Challenge:
Reproduce verbatim the lines of the items below, beginning with the line containing "Point to the green leaf" and continuing through the last line of the items.

--- start Data extract ---

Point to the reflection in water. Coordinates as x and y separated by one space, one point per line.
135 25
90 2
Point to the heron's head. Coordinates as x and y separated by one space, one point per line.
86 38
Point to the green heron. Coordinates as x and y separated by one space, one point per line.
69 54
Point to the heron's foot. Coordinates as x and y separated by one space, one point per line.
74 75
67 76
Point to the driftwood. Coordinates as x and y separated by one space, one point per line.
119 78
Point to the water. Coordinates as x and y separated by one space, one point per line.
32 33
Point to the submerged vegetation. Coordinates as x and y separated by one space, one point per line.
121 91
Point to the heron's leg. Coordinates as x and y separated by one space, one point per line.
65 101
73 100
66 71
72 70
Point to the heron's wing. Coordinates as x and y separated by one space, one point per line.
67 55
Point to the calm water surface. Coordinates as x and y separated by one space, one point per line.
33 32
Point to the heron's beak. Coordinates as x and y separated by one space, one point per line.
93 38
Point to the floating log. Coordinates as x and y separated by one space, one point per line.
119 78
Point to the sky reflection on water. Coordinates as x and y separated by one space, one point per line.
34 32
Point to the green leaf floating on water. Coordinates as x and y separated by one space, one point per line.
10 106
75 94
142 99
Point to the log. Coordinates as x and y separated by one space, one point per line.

--- end Data extract ---

Exercise answer:
Point to the green leaf floating on water. Coordinates as x and y separated by one space, one point per line.
10 106
75 94
142 99
Point to the log. Coordinates as x and y separated by one space, one point per line.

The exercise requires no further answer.